# Task brief:
Transcribe the material below word for word, omitting the pictures.

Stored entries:
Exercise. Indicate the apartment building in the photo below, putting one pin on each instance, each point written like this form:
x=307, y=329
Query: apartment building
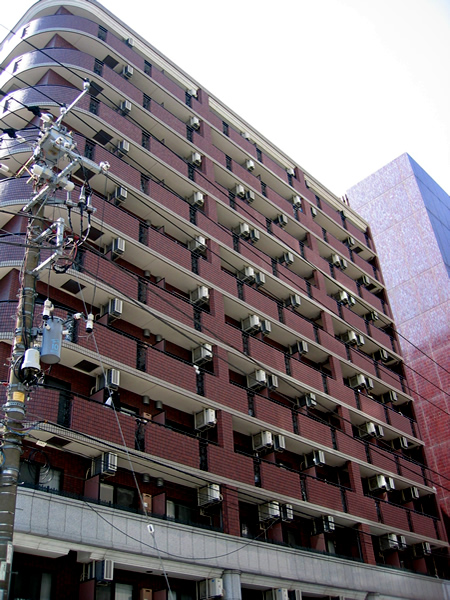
x=234, y=419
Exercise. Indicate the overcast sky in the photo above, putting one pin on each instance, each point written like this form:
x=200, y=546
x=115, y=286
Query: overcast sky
x=341, y=86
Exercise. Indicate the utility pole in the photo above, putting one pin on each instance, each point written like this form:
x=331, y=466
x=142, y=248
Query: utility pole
x=54, y=146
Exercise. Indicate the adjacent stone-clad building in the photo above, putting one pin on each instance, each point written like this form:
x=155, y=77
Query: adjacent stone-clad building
x=239, y=415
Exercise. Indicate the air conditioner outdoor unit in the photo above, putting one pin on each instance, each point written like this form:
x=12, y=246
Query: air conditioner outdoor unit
x=281, y=220
x=104, y=570
x=251, y=324
x=294, y=300
x=120, y=194
x=197, y=199
x=287, y=512
x=400, y=443
x=390, y=396
x=200, y=295
x=266, y=327
x=269, y=510
x=202, y=354
x=300, y=347
x=422, y=549
x=358, y=381
x=196, y=159
x=123, y=147
x=209, y=494
x=260, y=279
x=287, y=258
x=194, y=122
x=257, y=379
x=118, y=246
x=198, y=244
x=308, y=400
x=255, y=236
x=210, y=588
x=205, y=419
x=410, y=494
x=316, y=458
x=115, y=307
x=125, y=106
x=381, y=483
x=388, y=541
x=105, y=464
x=364, y=280
x=323, y=524
x=247, y=275
x=242, y=230
x=262, y=441
x=239, y=190
x=127, y=71
x=279, y=443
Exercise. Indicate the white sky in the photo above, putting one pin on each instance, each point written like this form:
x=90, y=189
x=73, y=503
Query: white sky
x=341, y=86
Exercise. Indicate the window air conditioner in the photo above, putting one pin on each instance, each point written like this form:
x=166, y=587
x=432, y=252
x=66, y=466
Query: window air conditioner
x=358, y=381
x=205, y=419
x=105, y=464
x=316, y=458
x=341, y=297
x=269, y=510
x=209, y=494
x=262, y=441
x=300, y=347
x=410, y=494
x=210, y=588
x=294, y=300
x=287, y=258
x=251, y=324
x=125, y=106
x=260, y=279
x=287, y=512
x=239, y=190
x=118, y=246
x=257, y=380
x=127, y=71
x=388, y=541
x=380, y=483
x=194, y=122
x=104, y=570
x=247, y=275
x=196, y=159
x=390, y=396
x=120, y=194
x=281, y=220
x=123, y=147
x=279, y=443
x=255, y=236
x=202, y=354
x=242, y=230
x=197, y=199
x=198, y=244
x=115, y=307
x=308, y=400
x=371, y=429
x=400, y=443
x=200, y=295
x=422, y=549
x=323, y=524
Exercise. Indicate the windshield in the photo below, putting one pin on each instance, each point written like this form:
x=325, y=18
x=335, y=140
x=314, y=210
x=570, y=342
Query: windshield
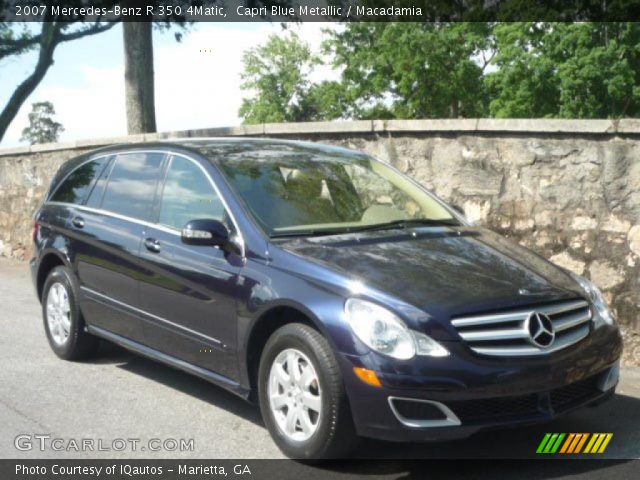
x=313, y=194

# Written response:
Exercise. Indicate the apartment building in the photo below, putting one pin on each instance, each point written like this form:
x=307, y=329
Query: apartment building
x=234, y=419
Exercise. Indicate the overcast sky in the photo above, putting one pin on each instance, each point written like this form:
x=200, y=546
x=115, y=286
Query: overcast sky
x=341, y=86
Exercise. Indicate the utility pole in the photo above, putting one pin on each instance, each point written like this form:
x=331, y=466
x=142, y=248
Query: utility pole
x=54, y=146
Exercise. Indicate the adjacent stone-clad building in the photo above, putting one pin on each instance, each point written like this form:
x=155, y=77
Query: adjacent stone-clad building
x=239, y=415
Exercise. Indicate the air conditioner outdoor unit in the photo above, putting one pin on each instance, each point written like this form:
x=12, y=246
Query: air conditioner outdoor unit
x=281, y=220
x=104, y=570
x=251, y=324
x=294, y=300
x=120, y=194
x=197, y=199
x=287, y=512
x=400, y=443
x=390, y=396
x=200, y=295
x=266, y=327
x=269, y=510
x=202, y=354
x=300, y=347
x=422, y=549
x=358, y=381
x=196, y=159
x=123, y=147
x=209, y=494
x=260, y=279
x=287, y=258
x=194, y=122
x=257, y=379
x=118, y=246
x=198, y=244
x=308, y=400
x=255, y=236
x=210, y=588
x=205, y=419
x=410, y=494
x=316, y=458
x=115, y=307
x=125, y=106
x=381, y=483
x=388, y=541
x=105, y=464
x=364, y=280
x=323, y=524
x=247, y=275
x=242, y=230
x=262, y=441
x=239, y=190
x=127, y=71
x=279, y=443
Exercise. Indicate the white sky in the photo above, putting one pin on each instance, each point written like this form:
x=90, y=189
x=73, y=503
Query: white sky
x=341, y=86
Exercise. Indicate the window air conditioner in the photo above, putting one pin on each instance, each point written like this form:
x=166, y=587
x=432, y=252
x=66, y=466
Query: window air conditioner
x=358, y=381
x=205, y=419
x=105, y=464
x=316, y=458
x=341, y=297
x=269, y=510
x=209, y=494
x=262, y=441
x=300, y=347
x=410, y=494
x=210, y=588
x=294, y=300
x=287, y=258
x=251, y=324
x=125, y=106
x=260, y=279
x=287, y=512
x=239, y=190
x=118, y=246
x=257, y=380
x=127, y=71
x=388, y=541
x=380, y=483
x=194, y=122
x=104, y=570
x=247, y=275
x=196, y=159
x=390, y=396
x=120, y=194
x=281, y=220
x=123, y=147
x=279, y=443
x=255, y=236
x=202, y=354
x=242, y=230
x=197, y=199
x=198, y=244
x=115, y=307
x=308, y=400
x=371, y=429
x=400, y=443
x=200, y=295
x=422, y=549
x=323, y=524
Exercise. Indicate the windshield in the photo below, putting one pin on each instance, each point written like this form:
x=325, y=18
x=335, y=140
x=314, y=210
x=570, y=342
Query: windshield
x=313, y=194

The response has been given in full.